▸ **DESCRIPTION OF THE TASK**:
Extract the line that contains "For every instance of the flowering" and every line after it to the end of the records below, exactly as written and nothing else.

§ §

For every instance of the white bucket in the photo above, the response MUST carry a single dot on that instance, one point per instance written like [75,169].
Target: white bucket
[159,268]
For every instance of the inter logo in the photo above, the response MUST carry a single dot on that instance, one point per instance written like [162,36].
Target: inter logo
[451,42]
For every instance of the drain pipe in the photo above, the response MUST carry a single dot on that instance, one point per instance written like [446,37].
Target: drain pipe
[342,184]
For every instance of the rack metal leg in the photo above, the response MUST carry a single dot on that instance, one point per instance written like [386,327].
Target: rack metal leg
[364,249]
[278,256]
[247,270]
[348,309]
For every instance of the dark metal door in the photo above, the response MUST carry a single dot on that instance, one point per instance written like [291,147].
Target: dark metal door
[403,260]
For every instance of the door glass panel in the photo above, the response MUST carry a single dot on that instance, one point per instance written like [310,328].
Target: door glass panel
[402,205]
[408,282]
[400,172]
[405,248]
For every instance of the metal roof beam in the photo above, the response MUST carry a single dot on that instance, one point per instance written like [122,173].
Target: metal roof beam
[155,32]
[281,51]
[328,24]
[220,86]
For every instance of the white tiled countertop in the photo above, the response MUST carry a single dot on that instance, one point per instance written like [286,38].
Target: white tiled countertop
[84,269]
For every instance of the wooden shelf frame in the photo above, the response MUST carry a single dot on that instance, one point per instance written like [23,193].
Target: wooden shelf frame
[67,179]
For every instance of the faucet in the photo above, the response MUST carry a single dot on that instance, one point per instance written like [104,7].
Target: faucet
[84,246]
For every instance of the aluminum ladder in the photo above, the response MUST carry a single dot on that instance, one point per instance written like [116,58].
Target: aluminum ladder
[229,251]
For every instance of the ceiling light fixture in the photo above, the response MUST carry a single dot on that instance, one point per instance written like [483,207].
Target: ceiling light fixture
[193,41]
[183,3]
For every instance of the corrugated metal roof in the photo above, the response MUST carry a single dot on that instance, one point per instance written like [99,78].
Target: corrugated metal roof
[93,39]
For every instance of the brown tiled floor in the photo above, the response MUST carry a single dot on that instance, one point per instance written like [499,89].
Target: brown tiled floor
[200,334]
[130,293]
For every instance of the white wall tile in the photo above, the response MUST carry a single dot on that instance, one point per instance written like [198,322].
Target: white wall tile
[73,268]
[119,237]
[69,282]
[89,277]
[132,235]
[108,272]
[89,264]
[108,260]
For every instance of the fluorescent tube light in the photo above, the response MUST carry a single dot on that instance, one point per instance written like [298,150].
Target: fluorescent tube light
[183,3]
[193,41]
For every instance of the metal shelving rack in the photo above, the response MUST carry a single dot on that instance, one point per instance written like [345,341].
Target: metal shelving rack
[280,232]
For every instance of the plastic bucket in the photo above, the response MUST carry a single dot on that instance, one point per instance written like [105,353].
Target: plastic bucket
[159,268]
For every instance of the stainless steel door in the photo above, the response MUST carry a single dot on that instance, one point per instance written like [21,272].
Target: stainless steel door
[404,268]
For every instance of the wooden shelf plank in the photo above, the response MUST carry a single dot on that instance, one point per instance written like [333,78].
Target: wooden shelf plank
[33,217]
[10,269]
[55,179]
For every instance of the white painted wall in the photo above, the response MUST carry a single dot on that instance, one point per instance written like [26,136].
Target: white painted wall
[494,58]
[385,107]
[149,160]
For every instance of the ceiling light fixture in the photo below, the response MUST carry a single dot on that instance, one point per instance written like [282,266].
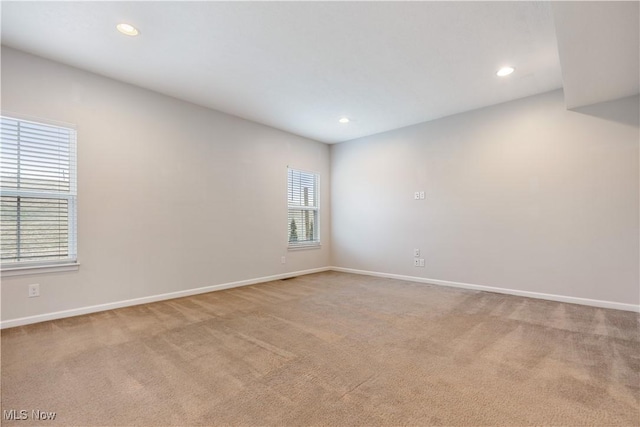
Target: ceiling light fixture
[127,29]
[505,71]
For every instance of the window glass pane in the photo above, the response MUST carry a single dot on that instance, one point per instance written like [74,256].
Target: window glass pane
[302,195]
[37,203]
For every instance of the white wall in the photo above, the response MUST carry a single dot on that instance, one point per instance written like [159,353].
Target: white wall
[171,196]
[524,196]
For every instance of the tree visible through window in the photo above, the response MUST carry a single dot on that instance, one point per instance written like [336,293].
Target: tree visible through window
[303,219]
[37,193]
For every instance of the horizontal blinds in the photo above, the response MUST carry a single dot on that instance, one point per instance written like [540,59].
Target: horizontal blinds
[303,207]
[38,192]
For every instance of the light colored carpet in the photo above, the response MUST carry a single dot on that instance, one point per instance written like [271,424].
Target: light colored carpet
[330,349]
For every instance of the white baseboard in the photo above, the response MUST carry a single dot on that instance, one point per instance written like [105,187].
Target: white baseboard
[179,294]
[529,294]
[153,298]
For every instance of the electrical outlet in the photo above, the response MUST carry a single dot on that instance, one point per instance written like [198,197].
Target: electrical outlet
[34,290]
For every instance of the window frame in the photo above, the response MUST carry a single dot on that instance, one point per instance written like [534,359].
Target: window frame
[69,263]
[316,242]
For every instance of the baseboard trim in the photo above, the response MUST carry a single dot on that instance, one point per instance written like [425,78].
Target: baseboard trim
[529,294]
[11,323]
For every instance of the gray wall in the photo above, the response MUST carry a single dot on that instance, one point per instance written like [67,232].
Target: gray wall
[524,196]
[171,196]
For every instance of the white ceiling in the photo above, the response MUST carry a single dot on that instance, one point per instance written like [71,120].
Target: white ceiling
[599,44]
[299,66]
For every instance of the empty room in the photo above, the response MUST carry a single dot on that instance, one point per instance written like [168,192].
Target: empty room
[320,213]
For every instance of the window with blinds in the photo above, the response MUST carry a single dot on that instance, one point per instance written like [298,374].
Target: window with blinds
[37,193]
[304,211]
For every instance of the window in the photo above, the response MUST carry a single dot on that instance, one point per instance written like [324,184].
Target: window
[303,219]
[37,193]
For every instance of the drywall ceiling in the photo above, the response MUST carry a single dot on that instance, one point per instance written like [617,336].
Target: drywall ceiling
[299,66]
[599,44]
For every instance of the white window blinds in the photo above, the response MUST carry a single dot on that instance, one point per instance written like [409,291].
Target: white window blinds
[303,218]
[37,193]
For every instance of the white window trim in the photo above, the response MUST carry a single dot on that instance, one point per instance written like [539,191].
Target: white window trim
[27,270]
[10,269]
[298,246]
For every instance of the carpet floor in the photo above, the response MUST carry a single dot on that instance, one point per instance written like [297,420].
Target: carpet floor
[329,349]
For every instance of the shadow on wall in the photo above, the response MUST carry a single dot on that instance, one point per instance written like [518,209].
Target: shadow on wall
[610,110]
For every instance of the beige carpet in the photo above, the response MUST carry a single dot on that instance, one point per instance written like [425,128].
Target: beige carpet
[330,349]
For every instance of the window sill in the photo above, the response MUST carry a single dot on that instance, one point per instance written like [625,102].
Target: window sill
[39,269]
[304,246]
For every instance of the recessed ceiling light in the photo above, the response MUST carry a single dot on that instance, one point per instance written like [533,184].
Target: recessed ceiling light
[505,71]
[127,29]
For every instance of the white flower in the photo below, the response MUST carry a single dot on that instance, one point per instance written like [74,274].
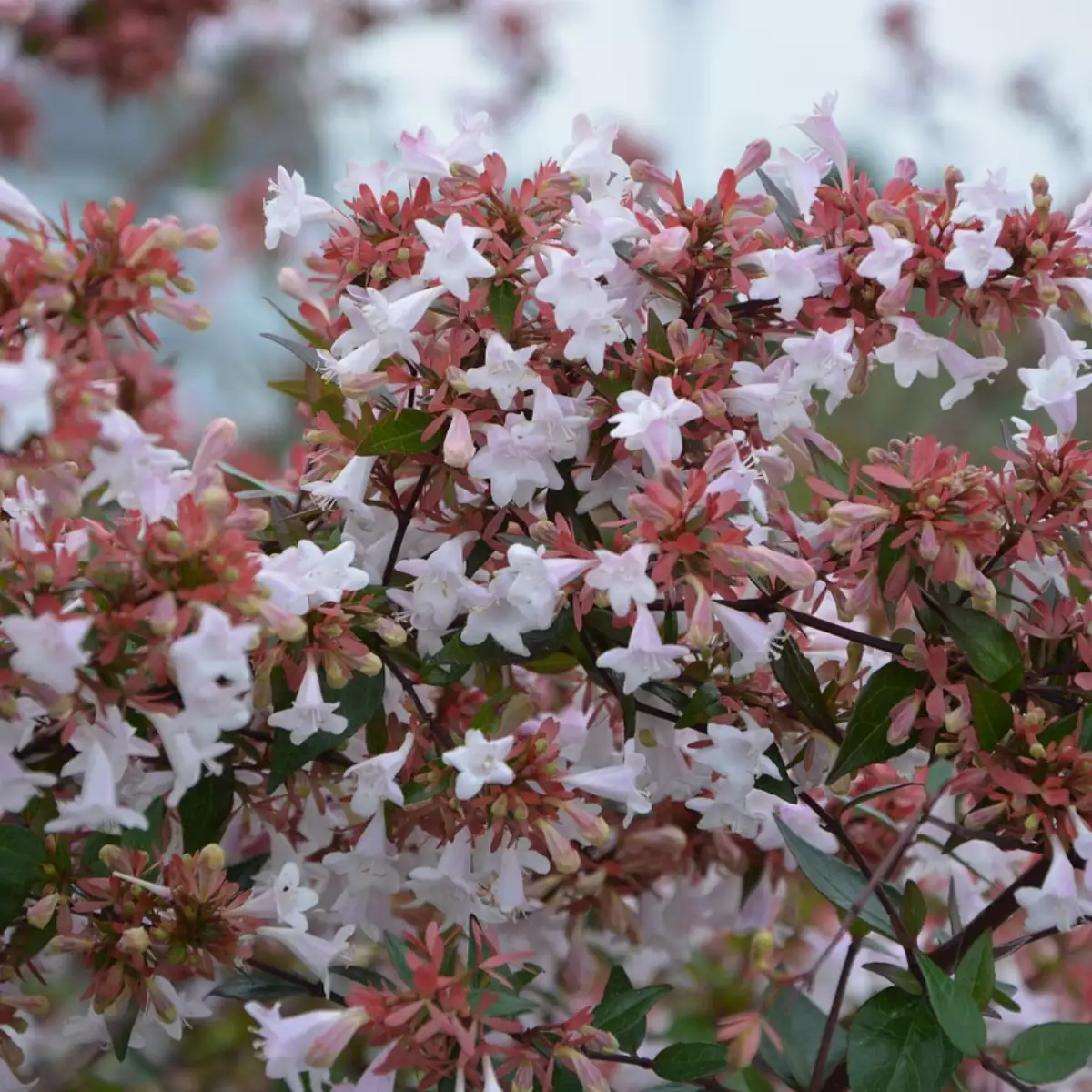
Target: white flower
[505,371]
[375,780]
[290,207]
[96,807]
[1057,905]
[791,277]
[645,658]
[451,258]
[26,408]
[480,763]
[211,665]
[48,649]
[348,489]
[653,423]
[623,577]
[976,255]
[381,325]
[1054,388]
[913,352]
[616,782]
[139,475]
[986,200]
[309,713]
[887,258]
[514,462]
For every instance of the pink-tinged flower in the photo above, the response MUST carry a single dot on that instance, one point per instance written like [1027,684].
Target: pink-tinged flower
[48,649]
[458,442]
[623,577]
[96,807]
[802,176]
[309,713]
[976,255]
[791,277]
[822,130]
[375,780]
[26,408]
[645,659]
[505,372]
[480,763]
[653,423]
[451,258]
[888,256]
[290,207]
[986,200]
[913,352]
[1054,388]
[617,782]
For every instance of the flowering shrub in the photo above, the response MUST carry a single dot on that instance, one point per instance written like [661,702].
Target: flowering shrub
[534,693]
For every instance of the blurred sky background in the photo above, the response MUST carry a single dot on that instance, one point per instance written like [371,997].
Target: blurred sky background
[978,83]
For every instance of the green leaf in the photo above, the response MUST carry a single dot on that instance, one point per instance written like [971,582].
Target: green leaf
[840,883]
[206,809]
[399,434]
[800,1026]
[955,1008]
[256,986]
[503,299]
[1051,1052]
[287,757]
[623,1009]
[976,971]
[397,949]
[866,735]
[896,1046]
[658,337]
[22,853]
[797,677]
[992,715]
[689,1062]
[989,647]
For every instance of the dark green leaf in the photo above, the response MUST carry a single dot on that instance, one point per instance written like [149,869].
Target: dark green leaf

§ §

▸ **WRITTEN RESPONSE**:
For every instance of the flowering shrub in the photo above, the response MUST carry a single dot on that instance, one point per instance written like [661,702].
Target: flowering shrub
[534,693]
For every instance of the blurred sky background in the photo above, the response MUST carry a single dot on that instance, one point per instance written like [371,997].
Target: blurred sky background
[978,83]
For every instance of the green leaf in the photo above, the response MUST carry a single dot on that instance, one point per instance written like [971,582].
Target: green leaf
[840,883]
[206,809]
[399,434]
[800,1026]
[955,1008]
[256,986]
[503,299]
[1051,1052]
[287,757]
[623,1009]
[976,971]
[397,949]
[866,735]
[896,1046]
[658,337]
[22,853]
[797,677]
[992,715]
[689,1062]
[989,647]
For every instance of the dark green leaf in the photo above, the response MUST carry a single dot on that instance, one point per instance written like [149,869].
Target: dark green leaf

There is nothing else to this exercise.